» **Your goal**: Rewrite the records below, swapping each "pixel coordinates" for "image coordinates" and keeping everything else the same. Leave the pictures out of your answer.

Point placement records
------------------------------------------------------------------------

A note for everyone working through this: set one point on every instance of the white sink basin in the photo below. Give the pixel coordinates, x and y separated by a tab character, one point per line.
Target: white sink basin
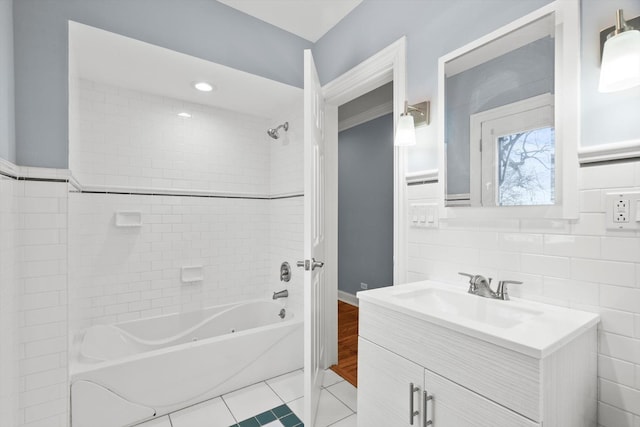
471	307
527	327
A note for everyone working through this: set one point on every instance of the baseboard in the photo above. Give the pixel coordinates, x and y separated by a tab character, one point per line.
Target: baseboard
348	298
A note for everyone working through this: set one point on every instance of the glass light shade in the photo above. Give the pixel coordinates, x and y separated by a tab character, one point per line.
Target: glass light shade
621	62
406	131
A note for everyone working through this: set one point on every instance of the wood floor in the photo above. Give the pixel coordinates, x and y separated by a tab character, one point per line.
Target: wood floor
347	366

------------------------------------------------------------------------

» **Reply**:
A note for everyone working through this: set one point on every instance of the white sink basin in the photo below. Give the image coordinates, x and y separated by a tab character, one point per line.
Target: white sink basin
471	307
527	327
A note for everyone working through this: set one point on every instance of the baseboard in the photo above. Give the image coordinates, x and y separated by a tab character, one point per line.
Target: baseboard
348	298
A note for everyone working through this: set one point on every instance of the glass light shade in the photo above. Give the image coordinates, x and y separated by a tab character, one point per line.
Target: glass light shade
621	62
406	131
A note for everyone working through this: set one point on every instance of the wood floor in the photo above. Give the image coordinates, x and y separated by a tab character, one point per line.
Target: wood floor
347	366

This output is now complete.